WHAT THE TASK REQUIRES: Give the data below, from its first line through the line holding "[0,0,1024,207]", inclusive, as a Markdown table with columns headed Row and Line. Number each row and leave out blank lines.

MATERIAL PROVIDED:
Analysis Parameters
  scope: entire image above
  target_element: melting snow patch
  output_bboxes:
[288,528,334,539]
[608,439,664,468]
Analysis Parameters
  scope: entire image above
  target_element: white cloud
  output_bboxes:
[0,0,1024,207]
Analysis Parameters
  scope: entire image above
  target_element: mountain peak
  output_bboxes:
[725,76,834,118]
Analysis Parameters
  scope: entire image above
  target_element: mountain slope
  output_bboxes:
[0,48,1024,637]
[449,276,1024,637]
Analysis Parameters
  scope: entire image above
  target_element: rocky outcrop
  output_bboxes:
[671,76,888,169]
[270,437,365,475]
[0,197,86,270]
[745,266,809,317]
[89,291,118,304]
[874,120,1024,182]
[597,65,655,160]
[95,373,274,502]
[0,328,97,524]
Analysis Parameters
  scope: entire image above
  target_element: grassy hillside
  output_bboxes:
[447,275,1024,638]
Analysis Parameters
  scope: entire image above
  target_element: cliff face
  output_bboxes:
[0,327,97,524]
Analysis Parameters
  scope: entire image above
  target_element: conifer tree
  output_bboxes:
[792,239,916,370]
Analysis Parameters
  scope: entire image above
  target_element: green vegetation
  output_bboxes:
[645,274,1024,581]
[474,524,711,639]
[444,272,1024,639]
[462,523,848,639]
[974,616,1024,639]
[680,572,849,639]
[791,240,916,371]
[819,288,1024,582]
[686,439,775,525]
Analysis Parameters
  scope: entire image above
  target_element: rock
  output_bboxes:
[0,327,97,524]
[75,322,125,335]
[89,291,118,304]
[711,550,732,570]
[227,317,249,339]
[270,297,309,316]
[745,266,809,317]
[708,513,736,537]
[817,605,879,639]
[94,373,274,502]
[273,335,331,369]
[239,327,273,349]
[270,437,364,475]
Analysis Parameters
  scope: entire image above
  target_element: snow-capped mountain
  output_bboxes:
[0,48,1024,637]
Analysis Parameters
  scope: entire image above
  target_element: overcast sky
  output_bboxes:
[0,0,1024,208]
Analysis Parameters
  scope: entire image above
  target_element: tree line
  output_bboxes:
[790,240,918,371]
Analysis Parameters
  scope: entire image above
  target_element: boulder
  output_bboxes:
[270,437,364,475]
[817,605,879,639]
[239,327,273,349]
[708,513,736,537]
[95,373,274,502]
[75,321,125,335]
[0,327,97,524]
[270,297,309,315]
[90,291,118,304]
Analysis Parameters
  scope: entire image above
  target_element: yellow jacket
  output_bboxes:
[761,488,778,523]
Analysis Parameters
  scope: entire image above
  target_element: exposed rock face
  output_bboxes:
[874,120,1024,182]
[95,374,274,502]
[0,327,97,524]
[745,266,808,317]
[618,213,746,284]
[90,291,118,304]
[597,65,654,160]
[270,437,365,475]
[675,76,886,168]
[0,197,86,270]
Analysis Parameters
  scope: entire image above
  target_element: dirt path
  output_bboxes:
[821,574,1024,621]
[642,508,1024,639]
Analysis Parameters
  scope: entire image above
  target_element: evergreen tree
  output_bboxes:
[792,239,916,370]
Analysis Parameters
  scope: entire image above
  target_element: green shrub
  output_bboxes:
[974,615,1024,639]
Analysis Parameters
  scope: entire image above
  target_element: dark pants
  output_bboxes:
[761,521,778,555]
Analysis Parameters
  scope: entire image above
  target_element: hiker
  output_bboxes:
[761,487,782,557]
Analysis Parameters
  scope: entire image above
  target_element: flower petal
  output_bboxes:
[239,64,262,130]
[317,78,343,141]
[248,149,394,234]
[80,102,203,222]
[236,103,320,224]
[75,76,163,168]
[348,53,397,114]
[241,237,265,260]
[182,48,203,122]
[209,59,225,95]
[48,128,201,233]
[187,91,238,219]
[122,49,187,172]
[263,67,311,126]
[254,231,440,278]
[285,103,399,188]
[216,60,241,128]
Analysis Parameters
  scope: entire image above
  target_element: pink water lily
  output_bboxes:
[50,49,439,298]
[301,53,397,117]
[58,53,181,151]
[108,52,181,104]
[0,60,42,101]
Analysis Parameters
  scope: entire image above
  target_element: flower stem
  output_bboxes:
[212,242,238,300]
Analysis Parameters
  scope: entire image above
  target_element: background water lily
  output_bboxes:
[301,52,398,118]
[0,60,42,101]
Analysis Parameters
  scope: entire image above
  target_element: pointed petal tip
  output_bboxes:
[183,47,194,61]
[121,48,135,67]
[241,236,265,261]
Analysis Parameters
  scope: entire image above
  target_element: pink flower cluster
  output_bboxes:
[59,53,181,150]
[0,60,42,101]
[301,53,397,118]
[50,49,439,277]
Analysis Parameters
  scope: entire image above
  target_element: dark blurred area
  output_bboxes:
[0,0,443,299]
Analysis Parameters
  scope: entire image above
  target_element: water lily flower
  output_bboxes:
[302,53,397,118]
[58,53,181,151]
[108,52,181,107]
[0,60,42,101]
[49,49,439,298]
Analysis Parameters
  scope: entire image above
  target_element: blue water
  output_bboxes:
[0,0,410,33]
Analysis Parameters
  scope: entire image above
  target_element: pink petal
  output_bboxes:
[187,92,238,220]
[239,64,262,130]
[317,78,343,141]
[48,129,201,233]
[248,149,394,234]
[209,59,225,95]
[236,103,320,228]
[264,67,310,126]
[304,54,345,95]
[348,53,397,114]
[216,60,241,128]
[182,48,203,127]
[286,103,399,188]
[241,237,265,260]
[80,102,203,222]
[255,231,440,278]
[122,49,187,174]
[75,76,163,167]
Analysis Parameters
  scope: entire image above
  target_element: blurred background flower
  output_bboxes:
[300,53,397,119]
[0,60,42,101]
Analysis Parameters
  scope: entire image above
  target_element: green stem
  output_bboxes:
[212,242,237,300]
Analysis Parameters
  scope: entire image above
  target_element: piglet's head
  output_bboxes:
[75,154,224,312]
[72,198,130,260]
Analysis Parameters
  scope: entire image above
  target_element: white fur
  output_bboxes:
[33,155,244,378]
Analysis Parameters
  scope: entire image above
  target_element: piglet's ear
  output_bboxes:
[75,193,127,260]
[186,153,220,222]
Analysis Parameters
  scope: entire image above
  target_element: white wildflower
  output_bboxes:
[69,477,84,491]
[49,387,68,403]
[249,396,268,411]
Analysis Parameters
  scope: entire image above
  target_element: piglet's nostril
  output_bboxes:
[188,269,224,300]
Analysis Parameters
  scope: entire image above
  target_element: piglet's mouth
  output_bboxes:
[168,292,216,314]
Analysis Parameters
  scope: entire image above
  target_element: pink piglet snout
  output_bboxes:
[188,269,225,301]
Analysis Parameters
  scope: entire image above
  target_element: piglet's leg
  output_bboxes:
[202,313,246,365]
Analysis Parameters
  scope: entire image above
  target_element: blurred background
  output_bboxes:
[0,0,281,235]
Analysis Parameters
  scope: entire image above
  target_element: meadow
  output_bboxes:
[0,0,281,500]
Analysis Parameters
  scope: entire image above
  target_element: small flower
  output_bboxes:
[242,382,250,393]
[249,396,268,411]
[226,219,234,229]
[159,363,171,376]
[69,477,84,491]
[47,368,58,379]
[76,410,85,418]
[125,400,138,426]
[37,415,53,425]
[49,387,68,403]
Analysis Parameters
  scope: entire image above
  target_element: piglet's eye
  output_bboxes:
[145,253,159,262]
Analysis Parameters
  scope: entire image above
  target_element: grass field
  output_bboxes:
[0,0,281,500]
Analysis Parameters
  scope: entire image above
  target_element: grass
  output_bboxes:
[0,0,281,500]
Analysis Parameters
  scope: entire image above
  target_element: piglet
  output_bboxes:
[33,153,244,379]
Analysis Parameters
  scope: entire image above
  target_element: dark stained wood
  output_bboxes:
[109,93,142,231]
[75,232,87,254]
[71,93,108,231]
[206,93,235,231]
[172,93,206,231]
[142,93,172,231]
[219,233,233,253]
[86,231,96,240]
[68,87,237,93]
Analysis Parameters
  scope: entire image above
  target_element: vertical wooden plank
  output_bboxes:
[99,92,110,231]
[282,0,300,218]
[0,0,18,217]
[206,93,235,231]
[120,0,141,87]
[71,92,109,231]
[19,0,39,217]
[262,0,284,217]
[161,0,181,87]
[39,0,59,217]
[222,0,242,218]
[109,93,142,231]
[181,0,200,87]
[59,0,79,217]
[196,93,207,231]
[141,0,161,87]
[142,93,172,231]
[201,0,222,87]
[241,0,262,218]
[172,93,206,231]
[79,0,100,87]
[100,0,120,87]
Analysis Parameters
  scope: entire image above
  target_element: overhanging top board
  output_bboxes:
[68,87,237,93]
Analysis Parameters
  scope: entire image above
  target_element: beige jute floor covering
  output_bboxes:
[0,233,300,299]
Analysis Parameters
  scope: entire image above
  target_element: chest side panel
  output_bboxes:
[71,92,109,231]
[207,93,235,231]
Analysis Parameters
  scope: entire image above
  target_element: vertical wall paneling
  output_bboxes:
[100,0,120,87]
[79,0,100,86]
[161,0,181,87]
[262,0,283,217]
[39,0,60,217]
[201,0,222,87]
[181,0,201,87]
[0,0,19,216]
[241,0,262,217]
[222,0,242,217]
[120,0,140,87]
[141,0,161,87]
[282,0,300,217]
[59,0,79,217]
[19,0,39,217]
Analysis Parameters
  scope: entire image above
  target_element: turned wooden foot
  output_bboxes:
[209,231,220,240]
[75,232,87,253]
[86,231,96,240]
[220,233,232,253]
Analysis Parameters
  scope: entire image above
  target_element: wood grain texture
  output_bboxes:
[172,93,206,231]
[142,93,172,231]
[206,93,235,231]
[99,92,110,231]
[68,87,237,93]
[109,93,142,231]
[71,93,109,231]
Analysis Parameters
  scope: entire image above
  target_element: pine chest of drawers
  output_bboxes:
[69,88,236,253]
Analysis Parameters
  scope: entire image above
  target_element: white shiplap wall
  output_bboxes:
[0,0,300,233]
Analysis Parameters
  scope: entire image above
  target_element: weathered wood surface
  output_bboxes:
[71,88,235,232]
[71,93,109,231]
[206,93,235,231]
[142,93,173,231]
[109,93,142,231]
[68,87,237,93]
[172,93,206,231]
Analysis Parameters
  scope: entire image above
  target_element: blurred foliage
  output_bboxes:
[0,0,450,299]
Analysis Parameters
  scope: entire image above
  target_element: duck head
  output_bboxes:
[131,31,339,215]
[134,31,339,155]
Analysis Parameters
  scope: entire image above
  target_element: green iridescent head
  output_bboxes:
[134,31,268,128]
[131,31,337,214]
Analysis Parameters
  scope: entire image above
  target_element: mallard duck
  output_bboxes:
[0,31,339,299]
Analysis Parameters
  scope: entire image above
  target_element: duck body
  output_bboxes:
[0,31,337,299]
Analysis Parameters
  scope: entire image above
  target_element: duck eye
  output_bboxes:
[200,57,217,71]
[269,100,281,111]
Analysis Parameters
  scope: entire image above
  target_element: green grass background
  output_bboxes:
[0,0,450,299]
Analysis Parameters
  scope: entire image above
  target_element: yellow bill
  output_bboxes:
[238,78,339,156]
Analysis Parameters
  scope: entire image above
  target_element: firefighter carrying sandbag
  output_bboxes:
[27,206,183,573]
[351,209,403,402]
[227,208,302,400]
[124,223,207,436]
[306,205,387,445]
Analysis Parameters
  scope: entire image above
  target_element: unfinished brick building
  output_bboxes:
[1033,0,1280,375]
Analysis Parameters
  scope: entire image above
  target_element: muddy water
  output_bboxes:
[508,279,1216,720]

RESULT OF THIS EXERCISE:
| Row | Line |
|---|---|
| 1 | Analysis Parameters |
| 2 |   scope: entire image above |
| 3 |   target_element: melting snow patch |
| 4 |   output_bboxes: |
| 5 | [288,528,334,539] |
| 6 | [608,439,664,468] |
| 7 | Analysis Parameters |
| 8 |   scope: entire image above |
| 9 |   target_element: white cloud |
| 10 |   output_bboxes: |
| 11 | [0,0,1024,207] |